Leave it to you to help us out 
	

	
	
		
		

		
			





Thank you


----------



## ioukta (Oct 18, 2010)

yoroshiku onegaishimasu *wink*

I just hope people will see it and come this way lol


----------



## hakusa (Oct 18, 2010)

Yo, ioukta~! o/
I was thinking of doing this too, but I thought maybe we could use the chat in gokusaishiki. Aside from the Gamer Chat, there's another page where we can talk too. Phoenix have also recently created a few more sub pages, but maybe people don't really know about them. >_<

Btw Phoenix, can I call you "P" too? 
You guys can call me Haku. XD


----------



## Phoenix Goddess (Oct 18, 2010)

hakusa said:
			
		

> Yo, ioukta~! o/
> I was thinking of doing this too, but I thought maybe we could use the chat in gokusaishiki. Aside from the Gamer Chat, there's another page where we can talk too. Phoenix have also recently created a few more sub pages, but maybe people don't really know about them. >_<
> 
> Btw Phoenix, can I call you "P" too?
> ...



Sure, I don't mind 
	

	
	
		
		

		
		
	


	



Haku sounds cool~


----------



## ioukta (Oct 18, 2010)

haha to tell u the truth i didn't even ask if i could call her P lool

yeah i saw it but personally i like that design better, the quoting etc.. and being told by an email there's something new lol

Im starting to dream in tokimeki style man!! 

i hear the music in my dreams, even convos with my bf in my head i think, "ok i could either say that or that, one will piss him off one will make me bite my hand, ok ill bite my hand" 

it's crazy !! lol


----------



## Asch (Oct 18, 2010)

This is relevant to my interests...


----------



## hakusa (Oct 18, 2010)

phoenixgoddess27 said:
			
		

> Sure, I don't mind
> 
> 
> 
> ...


Hahaha~ XD Well, I thought I should ask first, in case she's uncomfortable with me calling her that. >_<

Ahh, but you know, you can get notifications from wordpress of the new comments, too. ^^

Lol, I had that experience before! Especially after playing visual novels for a long time. I was thinking, "Oh... If I choose to do this, it'll lead me to-" and so on, lol.


----------



## ioukta (Oct 18, 2010)

yeah it's so disturbing !! lol

it happened while i was playing with my cat too lol if i'm rough it'll run away, if i'm nice i'll get points lol

i had to think real hard and grab that big furry baby to see it was all fine lol


----------



## Phoenix Goddess (Oct 18, 2010)

— Supplied information —
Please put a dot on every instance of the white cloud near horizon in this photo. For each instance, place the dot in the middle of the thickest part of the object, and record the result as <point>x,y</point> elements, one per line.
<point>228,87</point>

— Required task —
In the forum thread, what was ioukta doing the time the game-style thinking came up again?

— The output —
Playing with a cat.